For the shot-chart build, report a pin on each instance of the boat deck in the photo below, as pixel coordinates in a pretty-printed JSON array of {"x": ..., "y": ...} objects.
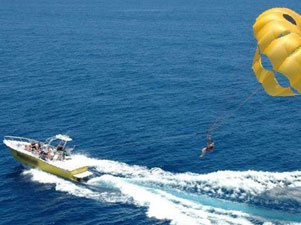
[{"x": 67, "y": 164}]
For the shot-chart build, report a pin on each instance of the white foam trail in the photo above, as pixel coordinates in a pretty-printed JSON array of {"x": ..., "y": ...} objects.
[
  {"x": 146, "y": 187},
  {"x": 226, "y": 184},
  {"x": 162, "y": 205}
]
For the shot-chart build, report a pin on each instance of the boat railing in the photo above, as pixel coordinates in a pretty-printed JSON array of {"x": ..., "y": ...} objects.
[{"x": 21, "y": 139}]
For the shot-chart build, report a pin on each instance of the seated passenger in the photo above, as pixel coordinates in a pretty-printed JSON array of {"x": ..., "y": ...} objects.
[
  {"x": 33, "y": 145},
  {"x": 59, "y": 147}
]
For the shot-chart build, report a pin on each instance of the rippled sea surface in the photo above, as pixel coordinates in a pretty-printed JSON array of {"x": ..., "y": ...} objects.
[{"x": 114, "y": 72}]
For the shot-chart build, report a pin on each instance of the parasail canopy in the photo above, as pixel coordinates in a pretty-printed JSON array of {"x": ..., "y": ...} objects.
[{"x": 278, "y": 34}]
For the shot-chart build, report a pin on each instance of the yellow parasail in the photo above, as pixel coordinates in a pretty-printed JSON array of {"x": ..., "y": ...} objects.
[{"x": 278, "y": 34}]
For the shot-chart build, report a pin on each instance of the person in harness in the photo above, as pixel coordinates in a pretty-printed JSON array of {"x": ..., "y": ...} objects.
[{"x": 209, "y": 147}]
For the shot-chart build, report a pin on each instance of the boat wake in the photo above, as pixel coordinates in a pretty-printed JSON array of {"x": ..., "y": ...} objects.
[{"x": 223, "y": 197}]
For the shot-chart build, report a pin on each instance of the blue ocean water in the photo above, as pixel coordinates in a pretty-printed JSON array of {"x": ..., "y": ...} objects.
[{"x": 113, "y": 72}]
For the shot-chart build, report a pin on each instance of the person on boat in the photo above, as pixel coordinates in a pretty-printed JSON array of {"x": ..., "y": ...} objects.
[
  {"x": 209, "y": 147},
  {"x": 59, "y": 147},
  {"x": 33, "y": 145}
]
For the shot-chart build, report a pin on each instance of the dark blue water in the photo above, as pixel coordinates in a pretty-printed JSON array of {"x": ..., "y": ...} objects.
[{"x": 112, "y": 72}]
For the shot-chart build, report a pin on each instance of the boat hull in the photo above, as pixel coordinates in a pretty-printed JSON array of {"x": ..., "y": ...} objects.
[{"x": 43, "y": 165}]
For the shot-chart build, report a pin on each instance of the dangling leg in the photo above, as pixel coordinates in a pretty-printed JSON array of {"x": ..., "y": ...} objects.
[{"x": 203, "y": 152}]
== == ==
### To do
Keep only the lines from the one containing "the person on" through the final line of the records, and transcribe them exactly.

### Written response
For the shot-chart build, report a pin on each instance of the person on boat in the photo above, as pixel coordinates in a pretty-printed JSON array of {"x": ..., "y": ...} objects.
[
  {"x": 209, "y": 147},
  {"x": 59, "y": 147},
  {"x": 33, "y": 145}
]
For the shot-chart build, report a pin on each instance of the dark blue water in the photo above, as pixel coordinates in a pretty-printed JSON array of {"x": ..., "y": ...} objects.
[{"x": 112, "y": 72}]
For the shot-chart build, report a pin on each instance of the boat hull in the photo above, as pixel coordinates in a pretty-printed JSON array of {"x": ..., "y": ...} objects.
[{"x": 43, "y": 165}]
For the shot-chart build, report a pin on each instance of the dangling leg in the photo above, as pixel coordinates in a pretty-printed JSON array of {"x": ..., "y": ...} objects.
[{"x": 203, "y": 152}]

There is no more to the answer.